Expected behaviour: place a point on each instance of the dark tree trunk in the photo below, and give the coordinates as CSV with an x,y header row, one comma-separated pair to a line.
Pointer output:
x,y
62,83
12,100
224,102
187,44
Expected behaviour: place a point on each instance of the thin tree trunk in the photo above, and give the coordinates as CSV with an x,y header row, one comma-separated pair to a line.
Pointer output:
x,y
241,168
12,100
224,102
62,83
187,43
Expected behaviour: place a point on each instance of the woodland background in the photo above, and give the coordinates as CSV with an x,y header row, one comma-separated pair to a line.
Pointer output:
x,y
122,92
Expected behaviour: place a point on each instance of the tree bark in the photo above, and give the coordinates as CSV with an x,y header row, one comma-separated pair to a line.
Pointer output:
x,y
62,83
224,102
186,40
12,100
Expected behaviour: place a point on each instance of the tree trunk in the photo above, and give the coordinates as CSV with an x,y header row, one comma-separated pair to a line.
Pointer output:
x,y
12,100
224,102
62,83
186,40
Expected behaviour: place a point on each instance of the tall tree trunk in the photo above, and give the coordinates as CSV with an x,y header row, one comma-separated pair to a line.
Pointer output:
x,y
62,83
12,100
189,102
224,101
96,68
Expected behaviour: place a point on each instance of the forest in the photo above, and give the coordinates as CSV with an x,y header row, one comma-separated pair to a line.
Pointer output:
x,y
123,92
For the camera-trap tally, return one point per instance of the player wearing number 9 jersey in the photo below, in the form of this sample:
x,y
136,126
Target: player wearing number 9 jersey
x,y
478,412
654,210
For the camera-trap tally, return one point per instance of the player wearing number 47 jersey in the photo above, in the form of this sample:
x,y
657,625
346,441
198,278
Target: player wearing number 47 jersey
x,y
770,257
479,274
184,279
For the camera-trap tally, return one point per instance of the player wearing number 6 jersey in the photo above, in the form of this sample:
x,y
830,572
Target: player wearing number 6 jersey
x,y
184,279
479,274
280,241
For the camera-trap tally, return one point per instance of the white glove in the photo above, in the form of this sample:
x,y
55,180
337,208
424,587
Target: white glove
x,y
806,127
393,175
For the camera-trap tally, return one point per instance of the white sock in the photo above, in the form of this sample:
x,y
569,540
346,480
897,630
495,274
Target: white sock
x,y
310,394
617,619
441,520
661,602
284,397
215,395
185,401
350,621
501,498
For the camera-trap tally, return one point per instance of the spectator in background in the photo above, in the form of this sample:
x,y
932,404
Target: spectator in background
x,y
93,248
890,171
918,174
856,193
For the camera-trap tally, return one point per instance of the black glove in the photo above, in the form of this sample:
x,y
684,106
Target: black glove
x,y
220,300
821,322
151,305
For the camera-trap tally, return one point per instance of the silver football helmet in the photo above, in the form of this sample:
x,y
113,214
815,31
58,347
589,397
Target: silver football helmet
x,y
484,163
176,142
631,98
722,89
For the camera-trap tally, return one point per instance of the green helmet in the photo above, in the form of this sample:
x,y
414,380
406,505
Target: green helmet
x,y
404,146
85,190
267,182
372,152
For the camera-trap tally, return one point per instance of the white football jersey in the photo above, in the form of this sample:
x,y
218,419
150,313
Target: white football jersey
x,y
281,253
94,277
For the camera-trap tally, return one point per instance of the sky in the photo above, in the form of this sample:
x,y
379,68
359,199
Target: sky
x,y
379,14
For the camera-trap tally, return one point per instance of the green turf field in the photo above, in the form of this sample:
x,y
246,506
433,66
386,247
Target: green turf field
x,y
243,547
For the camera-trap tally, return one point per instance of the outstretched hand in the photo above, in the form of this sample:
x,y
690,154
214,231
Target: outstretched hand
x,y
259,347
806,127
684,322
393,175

■ ■ ■

What you will do – Produce the entries above once more, identical in every detail.

Problem solution –
Expected behaviour: place a point on each instance of the dark tree trunk in the photo below, and give the coordinates as CSV with an x,y header row, one comma-separated pair to a line.
Pointer output:
x,y
62,83
12,100
224,102
187,44
Expected behaviour: place a point on each instance of the thin tree trunk in the photo above, and give the coordinates as CSV with an x,y header row, one comma-separated pair to a line.
Pointer output:
x,y
241,168
12,100
224,102
62,83
187,43
Expected behaviour: place a point on each instance of the woodland background in the photo above, and give the coordinates as CSV with an x,y header row, one comma-separated pair to a line.
Pointer output:
x,y
122,92
Expected behaviour: place a point on each instance of the tree bark in the photo above, and give the coordinates as CSV with an x,y header row, one comma-separated pair to a line.
Pointer output:
x,y
62,83
224,102
186,40
12,100
Expected behaviour: place a point on each instance of the tree trunk in the photo above, and give the coordinates as CSV with an x,y header row, one comma-separated pair to a line.
Pointer output:
x,y
12,100
224,102
62,83
186,40
Expected behaviour: place a point on each instance of the tall tree trunk in the photo above, and give the coordinates as CSV with an x,y header row, one comma-separated pair to a line.
Pointer output:
x,y
62,83
12,100
189,102
224,101
96,68
Expected behaviour: place a point on each instance of the forest in the photo above, and give the coordinates as CSV with an x,y header row, one comma-separated pair to a line.
Pointer output:
x,y
123,92
For the camera-trap tally, return one point per instance of the player wearing number 9 jersey in the photo below, in the form of this sample:
x,y
136,126
Target: player wearing number 9 jersey
x,y
478,412
654,210
For the camera-trap tally, return one point per instance of the player wearing number 47 jersey in the photo above, in the form of this sample:
x,y
657,625
346,441
198,278
Target: player wearing number 47 jersey
x,y
770,257
479,274
184,279
For the camera-trap tally, return one point per instance of the player wearing number 6 jersey in the photo above, in the form of this sample:
x,y
830,572
Target: player wearing number 6 jersey
x,y
184,279
479,274
280,241
For the camera-trap tally, return one point per instance of the white glove in the photo above, in the form of this sample:
x,y
55,180
337,208
424,587
Target: white glove
x,y
806,127
393,175
For the camera-trap tally, return one point per instance of the white sock in the photo above, in the form of this sample:
x,y
569,540
346,480
897,630
495,274
Target: white sock
x,y
310,394
617,619
441,520
661,602
284,397
215,395
185,401
350,621
501,498
For the camera-trap tally, return one point per instance of the spectator in background in the photo above, in the form of this sample:
x,y
932,404
Target: spectator in background
x,y
93,248
890,171
918,174
856,193
For the camera-trap tally, return one point per instance of the black glove in the photo above, in the form of this sample:
x,y
684,106
Target: black glove
x,y
220,300
821,322
151,305
For the camera-trap tally, return one point per instance of the silver football helmet in the photo above, in the form of this sample:
x,y
113,214
815,31
58,347
589,397
Target: silver football helmet
x,y
484,163
176,142
631,98
722,89
For the camera-trap tally, return one point per instance of the green helmet in the photo above, in the form of this sample:
x,y
414,380
406,505
Target: green helmet
x,y
404,146
85,190
267,182
372,152
For the camera-trap tally, return one point per instance of the white football jersey in the photo above, in the form of this sample:
x,y
218,419
150,313
Target: white football jersey
x,y
281,253
94,277
For the camera-trap tally, return one point per instance of the sky in the photo above, in the form of this sample:
x,y
379,68
359,199
Target: sky
x,y
379,14
For the camera-trap tally, return one point per instance of the green turf field in the photo above, in the form of this sample:
x,y
246,506
433,66
386,247
Target: green turf field
x,y
243,547
For the camera-trap tally, return one point per instance of the outstretched hand in the photo above, in the form of this sample:
x,y
690,154
214,231
Target: outstretched hand
x,y
259,347
806,127
684,322
393,175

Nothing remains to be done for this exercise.